----- TEKS DOKUMEN

Ketua KPAD Batubara Soroti Kasus Penelantaran Bayi di Laut Tador, Tekankan Pentingnya Edukasi Perlindungan Anak
BATUBARA – Kasus penelantaran bayi yang ditemukan di Desa Laut Tador, Kecamatan Laut Tador, Kabupaten Batubara, memicu keprihatinan mendalam dari berbagai pihak, terutama dari Ketua Komisi Perlindungan Anak Daerah (KPAD) Batubara, Helmi Syam Damanik, SH, MH, CRA. Helmi menegaskan bahwa kasus ini bukan hanya merupakan persoalan individu, melainkan cerminan dari kurangnya pemahaman masyarakat tentang pentingnya perlindungan anak dan tanggung jawab bersama dalam menjaga kesejahteraan generasi muda.
Dalam kunjungannya ke Puskesmas Laut Tador bersama tim dari Dinas Sosial PPPA Batubara dan pekerja sosial dari Kementerian Sosial, Helmi mengungkapkan keprihatinannya atas kasus ini dan menegaskan bahwa masyarakat harus lebih aktif dalam memberikan edukasi, khususnya kepada remaja dan keluarga, untuk mencegah kejadian serupa di masa depan.

----------
----- BARIS TERSIMPAN

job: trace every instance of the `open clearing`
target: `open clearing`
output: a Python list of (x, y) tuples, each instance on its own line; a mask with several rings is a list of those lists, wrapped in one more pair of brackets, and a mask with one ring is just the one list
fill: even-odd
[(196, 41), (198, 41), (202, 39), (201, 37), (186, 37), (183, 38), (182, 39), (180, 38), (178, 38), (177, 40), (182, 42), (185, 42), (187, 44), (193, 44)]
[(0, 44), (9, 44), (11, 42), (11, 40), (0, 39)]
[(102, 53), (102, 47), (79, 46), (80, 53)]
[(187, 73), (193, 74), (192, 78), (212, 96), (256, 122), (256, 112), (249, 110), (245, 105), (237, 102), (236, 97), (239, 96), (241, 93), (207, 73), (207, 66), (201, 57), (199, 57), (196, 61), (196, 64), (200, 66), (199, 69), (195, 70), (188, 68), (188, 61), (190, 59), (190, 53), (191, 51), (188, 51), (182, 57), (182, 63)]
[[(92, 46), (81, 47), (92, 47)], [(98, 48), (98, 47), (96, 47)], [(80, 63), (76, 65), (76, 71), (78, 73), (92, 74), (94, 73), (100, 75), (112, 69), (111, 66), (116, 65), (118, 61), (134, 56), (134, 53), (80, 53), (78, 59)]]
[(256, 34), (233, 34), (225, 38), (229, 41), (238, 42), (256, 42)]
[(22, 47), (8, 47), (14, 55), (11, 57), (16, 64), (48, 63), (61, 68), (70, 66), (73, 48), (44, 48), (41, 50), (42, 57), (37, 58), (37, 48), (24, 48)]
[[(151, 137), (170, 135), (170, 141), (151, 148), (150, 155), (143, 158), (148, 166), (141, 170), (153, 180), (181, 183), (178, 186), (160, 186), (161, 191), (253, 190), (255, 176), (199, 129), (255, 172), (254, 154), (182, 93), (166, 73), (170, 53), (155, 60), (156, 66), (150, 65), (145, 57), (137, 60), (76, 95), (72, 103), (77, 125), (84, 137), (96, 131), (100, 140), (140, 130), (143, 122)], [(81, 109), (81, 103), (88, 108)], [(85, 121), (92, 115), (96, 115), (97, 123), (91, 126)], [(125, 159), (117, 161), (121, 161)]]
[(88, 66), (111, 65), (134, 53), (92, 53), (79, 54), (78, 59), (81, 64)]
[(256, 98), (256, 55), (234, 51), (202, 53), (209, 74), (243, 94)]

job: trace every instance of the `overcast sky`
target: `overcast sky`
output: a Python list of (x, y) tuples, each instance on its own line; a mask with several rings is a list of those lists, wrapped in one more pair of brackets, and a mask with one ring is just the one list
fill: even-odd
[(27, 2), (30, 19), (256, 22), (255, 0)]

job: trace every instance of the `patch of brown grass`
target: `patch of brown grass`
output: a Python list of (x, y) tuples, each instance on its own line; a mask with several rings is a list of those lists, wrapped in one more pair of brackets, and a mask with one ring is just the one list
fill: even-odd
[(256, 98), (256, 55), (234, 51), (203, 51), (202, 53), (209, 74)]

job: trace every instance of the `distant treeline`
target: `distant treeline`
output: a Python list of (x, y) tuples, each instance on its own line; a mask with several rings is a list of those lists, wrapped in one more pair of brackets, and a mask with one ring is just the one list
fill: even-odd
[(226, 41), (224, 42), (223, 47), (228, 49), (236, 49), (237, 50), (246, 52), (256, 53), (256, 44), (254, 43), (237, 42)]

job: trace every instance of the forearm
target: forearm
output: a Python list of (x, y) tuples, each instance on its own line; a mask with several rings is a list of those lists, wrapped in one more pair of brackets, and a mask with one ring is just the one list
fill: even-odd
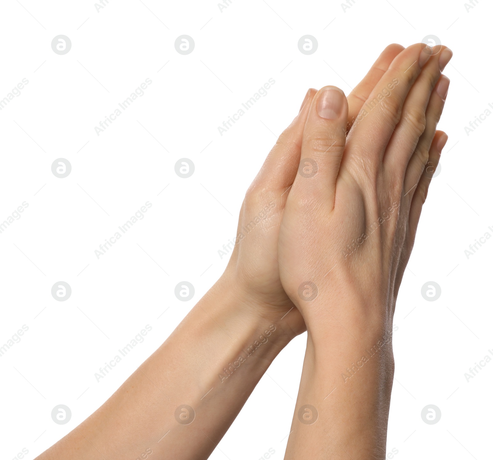
[(285, 458), (383, 459), (393, 375), (391, 335), (345, 321), (346, 330), (332, 319), (323, 333), (311, 333), (309, 326)]
[[(206, 458), (292, 336), (221, 279), (164, 343), (39, 460)], [(285, 332), (285, 330), (286, 332)], [(183, 406), (186, 405), (186, 406)]]

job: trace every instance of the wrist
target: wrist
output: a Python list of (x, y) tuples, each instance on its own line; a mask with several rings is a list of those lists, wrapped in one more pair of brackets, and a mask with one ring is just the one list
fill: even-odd
[(214, 296), (220, 293), (229, 293), (228, 305), (224, 308), (233, 310), (233, 315), (241, 316), (249, 324), (256, 324), (261, 329), (274, 324), (277, 335), (283, 346), (297, 335), (306, 330), (303, 317), (291, 301), (280, 283), (281, 294), (267, 289), (260, 294), (258, 289), (245, 281), (237, 273), (228, 269), (217, 281), (210, 292)]
[(257, 358), (268, 365), (294, 335), (279, 320), (284, 314), (271, 314), (265, 307), (234, 279), (223, 276), (195, 308), (205, 322), (221, 331), (218, 345), (224, 347), (229, 359), (245, 358), (254, 351)]

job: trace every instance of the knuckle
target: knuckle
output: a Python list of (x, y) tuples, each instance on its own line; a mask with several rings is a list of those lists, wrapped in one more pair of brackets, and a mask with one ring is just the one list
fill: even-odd
[(309, 151), (323, 154), (328, 152), (340, 152), (346, 146), (345, 140), (337, 137), (330, 137), (321, 131), (312, 133), (304, 140), (305, 146)]
[(418, 148), (416, 149), (416, 154), (420, 164), (424, 167), (428, 163), (428, 160), (429, 158), (429, 152), (428, 149), (418, 146)]
[(426, 117), (423, 110), (410, 107), (403, 113), (402, 121), (405, 126), (409, 127), (418, 137), (421, 136), (426, 129)]
[(396, 98), (391, 96), (383, 99), (380, 105), (384, 115), (392, 126), (396, 126), (402, 113), (402, 106), (400, 102)]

----------

• [TUGAS DIKERJAKAN]
a - Apakah tiap pernyataan berikut sesuai dengan berita tentang penelantaran bayi di Laut Tador? Jawab ya atau tidak untuk masing-masing, lalu kutip kata-kata penentunya dari berita itu. (i) Bayi tersebut ditemukan di Desa Laut Tador, Kecamatan Laut Tador. (ii) Helmi mengunjungi Puskesmas Laut Tador seorang diri. (iii) Helmi menyebut kasus ini semata-mata persoalan individu.
b - Teruskan berita tentang penelantaran bayi di Laut Tador mulai dari titik berhentinya.

• [HASIL PER TUGAS]
a -
(i) Ya: "ditemukan di Desa Laut Tador, Kecamatan Laut Tador, Kabupaten Batubara"
(ii) Tidak: "bersama tim dari Dinas Sosial PPPA Batubara dan pekerja sosial dari Kementerian Sosial"
(iii) Tidak: "bukan hanya merupakan persoalan individu"

b -
"Peristiwa ini harus menjadi pelajaran bagi kita semua. Kasus pembuangan bayi bukan hanya tanggung jawab pemerintah, tetapi juga masyarakat. Kita harus lebih aktif dalam memberikan edukasi, terutama kepada remaja dan keluarga, agar kejadian serupa tidak terulang di masa depan," ujar Helmi dengan nada tegas, mengingatkan pentingnya peran setiap elemen dalam menjaga kesejahteraan anak.
Awal Mula Kasus Penelantaran Bayi
Peristiwa memilukan ini berawal dari seorang siswi kelas 2 SMA di Tebing Tinggi yang melahirkan seorang bayi pada Minggu malam di rumahnya. Remaja tersebut, yang hidup dalam kondisi keluarga yang tidak utuh, hanya tinggal bersama kakeknya. Ibu remaja tersebut tinggal di Medan, sedangkan ayahnya bekerja di Malaysia. Diduga mengalami tekanan psikologis akibat kehamilan di luar nikah, remaja ini kemudian membuat keputusan yang sangat tragis dengan meletakkan bayinya di belakang rumah tetangganya.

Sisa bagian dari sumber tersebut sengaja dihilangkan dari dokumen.